=== Section Start ===

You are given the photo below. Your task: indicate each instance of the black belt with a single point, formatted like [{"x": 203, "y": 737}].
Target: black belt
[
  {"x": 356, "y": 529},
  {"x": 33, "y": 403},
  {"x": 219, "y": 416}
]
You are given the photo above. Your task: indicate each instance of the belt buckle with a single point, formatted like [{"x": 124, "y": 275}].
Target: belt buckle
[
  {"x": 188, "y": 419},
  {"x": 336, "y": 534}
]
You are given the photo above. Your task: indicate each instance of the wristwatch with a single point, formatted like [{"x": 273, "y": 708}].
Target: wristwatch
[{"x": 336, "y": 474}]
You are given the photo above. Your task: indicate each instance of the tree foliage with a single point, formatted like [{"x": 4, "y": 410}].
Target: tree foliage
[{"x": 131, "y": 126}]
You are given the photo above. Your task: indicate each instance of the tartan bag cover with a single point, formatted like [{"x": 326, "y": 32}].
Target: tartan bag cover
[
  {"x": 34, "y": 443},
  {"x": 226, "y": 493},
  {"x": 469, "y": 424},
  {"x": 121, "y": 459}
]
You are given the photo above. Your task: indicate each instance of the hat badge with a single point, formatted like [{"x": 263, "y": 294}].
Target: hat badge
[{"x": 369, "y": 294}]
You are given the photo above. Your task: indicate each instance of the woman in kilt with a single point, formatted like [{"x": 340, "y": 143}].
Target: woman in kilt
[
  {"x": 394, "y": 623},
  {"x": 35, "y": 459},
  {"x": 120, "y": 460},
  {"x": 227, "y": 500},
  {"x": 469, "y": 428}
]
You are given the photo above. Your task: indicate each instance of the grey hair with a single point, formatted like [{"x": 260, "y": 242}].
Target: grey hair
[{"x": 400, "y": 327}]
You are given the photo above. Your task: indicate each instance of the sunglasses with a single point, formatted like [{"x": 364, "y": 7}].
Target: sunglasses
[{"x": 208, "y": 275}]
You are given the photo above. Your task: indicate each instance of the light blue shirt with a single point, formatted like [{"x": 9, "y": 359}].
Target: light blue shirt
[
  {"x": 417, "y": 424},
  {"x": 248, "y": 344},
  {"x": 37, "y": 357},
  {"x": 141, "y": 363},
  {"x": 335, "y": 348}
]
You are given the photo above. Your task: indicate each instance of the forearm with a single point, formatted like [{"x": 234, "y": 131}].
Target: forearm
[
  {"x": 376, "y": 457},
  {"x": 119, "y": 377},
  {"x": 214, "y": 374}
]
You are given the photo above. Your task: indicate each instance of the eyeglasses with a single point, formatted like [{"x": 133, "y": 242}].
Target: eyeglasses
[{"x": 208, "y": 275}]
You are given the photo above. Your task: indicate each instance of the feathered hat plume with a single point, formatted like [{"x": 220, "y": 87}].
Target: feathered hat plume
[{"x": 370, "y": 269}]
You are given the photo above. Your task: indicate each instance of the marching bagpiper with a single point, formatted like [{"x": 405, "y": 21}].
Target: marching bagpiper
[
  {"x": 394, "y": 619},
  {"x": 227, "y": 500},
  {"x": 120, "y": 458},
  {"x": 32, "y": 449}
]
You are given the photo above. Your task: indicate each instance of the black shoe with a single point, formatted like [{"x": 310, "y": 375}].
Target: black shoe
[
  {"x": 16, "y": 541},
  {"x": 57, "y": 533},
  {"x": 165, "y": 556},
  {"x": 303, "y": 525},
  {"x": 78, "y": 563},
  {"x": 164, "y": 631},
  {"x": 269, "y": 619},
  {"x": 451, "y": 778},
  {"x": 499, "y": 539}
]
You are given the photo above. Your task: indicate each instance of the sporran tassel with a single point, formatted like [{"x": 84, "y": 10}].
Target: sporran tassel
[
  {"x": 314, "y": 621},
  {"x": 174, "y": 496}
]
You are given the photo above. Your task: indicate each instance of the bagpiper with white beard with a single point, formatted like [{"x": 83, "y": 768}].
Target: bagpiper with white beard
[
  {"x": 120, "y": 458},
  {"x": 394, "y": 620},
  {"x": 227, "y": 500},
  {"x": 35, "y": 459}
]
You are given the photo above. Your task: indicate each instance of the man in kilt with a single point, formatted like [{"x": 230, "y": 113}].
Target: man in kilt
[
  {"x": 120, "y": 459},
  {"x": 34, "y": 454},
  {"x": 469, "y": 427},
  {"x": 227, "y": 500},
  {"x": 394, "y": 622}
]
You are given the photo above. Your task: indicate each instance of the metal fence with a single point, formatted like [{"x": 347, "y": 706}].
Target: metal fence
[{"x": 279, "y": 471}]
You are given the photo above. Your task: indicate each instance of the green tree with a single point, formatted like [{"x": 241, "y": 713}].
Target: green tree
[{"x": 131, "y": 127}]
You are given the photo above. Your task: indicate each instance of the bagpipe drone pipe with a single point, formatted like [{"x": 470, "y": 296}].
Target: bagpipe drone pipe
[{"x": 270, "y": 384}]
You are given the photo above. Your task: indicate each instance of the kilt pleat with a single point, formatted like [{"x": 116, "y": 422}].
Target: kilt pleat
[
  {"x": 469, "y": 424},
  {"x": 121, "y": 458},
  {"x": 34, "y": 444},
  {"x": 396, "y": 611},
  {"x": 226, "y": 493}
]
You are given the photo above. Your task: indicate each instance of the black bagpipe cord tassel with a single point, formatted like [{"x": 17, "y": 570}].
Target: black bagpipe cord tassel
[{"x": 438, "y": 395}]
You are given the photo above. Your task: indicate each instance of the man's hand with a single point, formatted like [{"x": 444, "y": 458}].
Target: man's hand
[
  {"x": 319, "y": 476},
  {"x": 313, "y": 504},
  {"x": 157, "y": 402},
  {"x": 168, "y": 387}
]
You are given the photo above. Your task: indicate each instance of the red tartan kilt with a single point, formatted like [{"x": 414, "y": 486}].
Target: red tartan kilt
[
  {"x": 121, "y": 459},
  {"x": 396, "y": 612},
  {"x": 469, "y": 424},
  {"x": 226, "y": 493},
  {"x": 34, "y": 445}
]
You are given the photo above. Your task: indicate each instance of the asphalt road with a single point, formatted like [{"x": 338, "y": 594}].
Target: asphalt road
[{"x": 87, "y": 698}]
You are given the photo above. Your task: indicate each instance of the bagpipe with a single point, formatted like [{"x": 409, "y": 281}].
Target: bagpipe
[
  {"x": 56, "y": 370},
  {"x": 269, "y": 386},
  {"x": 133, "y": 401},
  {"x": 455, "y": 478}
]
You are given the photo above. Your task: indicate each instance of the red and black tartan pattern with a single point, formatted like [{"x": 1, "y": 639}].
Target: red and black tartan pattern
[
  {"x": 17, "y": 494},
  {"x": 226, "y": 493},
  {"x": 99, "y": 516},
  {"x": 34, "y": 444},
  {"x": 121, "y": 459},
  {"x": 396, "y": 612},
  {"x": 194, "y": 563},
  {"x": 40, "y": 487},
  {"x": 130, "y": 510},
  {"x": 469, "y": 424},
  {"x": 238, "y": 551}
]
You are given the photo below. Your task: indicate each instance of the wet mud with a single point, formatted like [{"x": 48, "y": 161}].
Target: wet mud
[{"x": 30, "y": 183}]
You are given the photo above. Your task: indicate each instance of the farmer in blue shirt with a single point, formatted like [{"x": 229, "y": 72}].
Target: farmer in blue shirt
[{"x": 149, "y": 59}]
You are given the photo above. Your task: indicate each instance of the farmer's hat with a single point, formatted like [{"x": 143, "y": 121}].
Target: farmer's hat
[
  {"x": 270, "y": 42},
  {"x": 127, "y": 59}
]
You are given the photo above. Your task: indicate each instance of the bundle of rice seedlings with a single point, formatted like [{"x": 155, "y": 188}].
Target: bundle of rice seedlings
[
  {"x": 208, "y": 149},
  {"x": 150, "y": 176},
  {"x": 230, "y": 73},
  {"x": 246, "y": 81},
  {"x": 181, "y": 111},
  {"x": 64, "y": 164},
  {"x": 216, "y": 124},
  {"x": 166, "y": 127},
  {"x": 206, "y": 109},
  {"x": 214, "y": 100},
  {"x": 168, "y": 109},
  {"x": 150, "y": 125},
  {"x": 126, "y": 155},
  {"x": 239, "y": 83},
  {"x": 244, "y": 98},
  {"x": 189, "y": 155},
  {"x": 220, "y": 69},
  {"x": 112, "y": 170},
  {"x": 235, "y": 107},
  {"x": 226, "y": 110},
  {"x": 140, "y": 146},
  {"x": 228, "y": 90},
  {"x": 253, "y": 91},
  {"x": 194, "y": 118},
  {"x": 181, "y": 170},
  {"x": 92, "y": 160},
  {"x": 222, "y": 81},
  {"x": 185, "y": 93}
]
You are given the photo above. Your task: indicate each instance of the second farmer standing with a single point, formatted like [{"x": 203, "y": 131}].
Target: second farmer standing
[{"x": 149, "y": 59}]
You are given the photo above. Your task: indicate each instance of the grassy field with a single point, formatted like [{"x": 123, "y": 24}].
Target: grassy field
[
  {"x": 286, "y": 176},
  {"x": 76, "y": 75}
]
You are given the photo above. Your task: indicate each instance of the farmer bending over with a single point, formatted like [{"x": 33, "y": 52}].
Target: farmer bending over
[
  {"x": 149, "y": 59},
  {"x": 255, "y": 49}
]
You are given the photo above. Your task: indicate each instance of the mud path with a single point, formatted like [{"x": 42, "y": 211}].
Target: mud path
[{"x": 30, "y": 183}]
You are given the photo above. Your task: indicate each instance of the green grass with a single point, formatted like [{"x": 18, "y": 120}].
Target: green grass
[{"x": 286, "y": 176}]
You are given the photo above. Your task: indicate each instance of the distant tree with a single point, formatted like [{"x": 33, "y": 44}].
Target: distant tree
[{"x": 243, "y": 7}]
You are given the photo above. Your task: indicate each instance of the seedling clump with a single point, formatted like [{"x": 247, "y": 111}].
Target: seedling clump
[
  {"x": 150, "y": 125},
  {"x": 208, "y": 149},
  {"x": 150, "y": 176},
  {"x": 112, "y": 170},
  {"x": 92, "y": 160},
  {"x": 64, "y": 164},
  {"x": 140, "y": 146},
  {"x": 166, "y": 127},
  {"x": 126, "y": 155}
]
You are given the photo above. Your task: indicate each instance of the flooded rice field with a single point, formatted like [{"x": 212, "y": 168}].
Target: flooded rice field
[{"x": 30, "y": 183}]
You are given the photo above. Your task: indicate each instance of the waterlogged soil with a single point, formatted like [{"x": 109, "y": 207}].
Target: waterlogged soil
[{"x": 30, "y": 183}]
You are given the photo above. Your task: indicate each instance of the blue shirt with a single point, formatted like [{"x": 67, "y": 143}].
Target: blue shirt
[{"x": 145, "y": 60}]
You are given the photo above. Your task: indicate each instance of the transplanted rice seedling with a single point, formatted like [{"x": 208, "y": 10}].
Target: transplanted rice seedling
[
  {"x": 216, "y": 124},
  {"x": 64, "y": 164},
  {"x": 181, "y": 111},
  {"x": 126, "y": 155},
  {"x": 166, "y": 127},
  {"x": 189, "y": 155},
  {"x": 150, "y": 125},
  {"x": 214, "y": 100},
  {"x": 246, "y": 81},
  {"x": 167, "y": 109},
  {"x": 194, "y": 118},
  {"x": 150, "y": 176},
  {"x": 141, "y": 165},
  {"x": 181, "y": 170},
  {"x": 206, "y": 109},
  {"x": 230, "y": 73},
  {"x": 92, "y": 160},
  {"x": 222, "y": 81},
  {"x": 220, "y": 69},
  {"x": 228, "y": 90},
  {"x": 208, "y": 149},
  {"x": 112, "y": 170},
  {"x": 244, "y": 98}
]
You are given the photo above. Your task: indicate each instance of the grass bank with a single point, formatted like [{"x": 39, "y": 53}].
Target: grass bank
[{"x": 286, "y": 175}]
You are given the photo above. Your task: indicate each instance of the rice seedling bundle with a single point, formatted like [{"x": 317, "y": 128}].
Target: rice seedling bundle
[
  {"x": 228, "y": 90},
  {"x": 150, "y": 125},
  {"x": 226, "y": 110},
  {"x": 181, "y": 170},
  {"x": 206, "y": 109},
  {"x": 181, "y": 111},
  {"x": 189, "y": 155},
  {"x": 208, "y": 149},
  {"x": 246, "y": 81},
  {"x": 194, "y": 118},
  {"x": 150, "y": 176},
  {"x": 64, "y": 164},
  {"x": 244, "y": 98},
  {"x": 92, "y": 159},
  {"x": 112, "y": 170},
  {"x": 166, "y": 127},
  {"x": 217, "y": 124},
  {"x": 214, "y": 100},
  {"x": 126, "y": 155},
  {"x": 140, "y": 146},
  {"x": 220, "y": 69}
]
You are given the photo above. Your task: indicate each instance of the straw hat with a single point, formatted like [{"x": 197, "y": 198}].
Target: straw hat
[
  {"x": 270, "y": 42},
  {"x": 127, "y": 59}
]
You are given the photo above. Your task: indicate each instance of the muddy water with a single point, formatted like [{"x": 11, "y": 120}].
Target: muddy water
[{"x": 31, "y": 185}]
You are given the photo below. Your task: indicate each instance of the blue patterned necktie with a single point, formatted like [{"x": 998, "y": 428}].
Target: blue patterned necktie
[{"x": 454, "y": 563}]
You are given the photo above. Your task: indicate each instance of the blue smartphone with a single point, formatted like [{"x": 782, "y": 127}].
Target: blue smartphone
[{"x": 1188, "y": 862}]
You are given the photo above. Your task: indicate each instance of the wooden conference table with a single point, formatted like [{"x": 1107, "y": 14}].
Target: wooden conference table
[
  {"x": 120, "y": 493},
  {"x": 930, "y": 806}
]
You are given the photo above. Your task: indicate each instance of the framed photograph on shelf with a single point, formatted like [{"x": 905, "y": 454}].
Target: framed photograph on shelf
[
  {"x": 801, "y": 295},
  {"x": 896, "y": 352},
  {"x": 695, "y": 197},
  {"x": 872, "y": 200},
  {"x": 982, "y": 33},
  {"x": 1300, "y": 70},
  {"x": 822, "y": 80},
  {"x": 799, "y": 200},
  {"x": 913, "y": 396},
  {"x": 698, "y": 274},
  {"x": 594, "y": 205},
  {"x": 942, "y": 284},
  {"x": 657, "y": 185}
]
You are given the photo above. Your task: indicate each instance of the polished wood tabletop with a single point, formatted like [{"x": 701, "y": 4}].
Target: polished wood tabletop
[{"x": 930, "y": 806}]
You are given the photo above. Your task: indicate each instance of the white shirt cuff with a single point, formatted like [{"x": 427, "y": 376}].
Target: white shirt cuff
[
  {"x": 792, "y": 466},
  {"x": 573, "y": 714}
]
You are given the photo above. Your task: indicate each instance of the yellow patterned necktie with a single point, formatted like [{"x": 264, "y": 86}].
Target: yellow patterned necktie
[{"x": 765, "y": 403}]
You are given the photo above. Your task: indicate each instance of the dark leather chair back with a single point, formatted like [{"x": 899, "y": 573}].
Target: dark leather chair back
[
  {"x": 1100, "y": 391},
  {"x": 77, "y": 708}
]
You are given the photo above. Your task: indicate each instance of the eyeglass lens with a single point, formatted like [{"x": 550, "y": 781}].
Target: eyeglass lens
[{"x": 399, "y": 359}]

=== Section End ===

▶ Exercise brief
Keeping every character as it is, restate the lines above that run from the line with "the hat badge" through the line with "of the woman", both included, and nothing else.

▶ Reply to the exercise
You are given the photo above. Your task: indicate each instance of the hat badge with a single point, formatted like [{"x": 263, "y": 294}].
Target: hat badge
[{"x": 369, "y": 294}]
You are given the photo above. Your task: indicate each instance of the woman in kilt with a single point, formatted like [{"x": 340, "y": 143}].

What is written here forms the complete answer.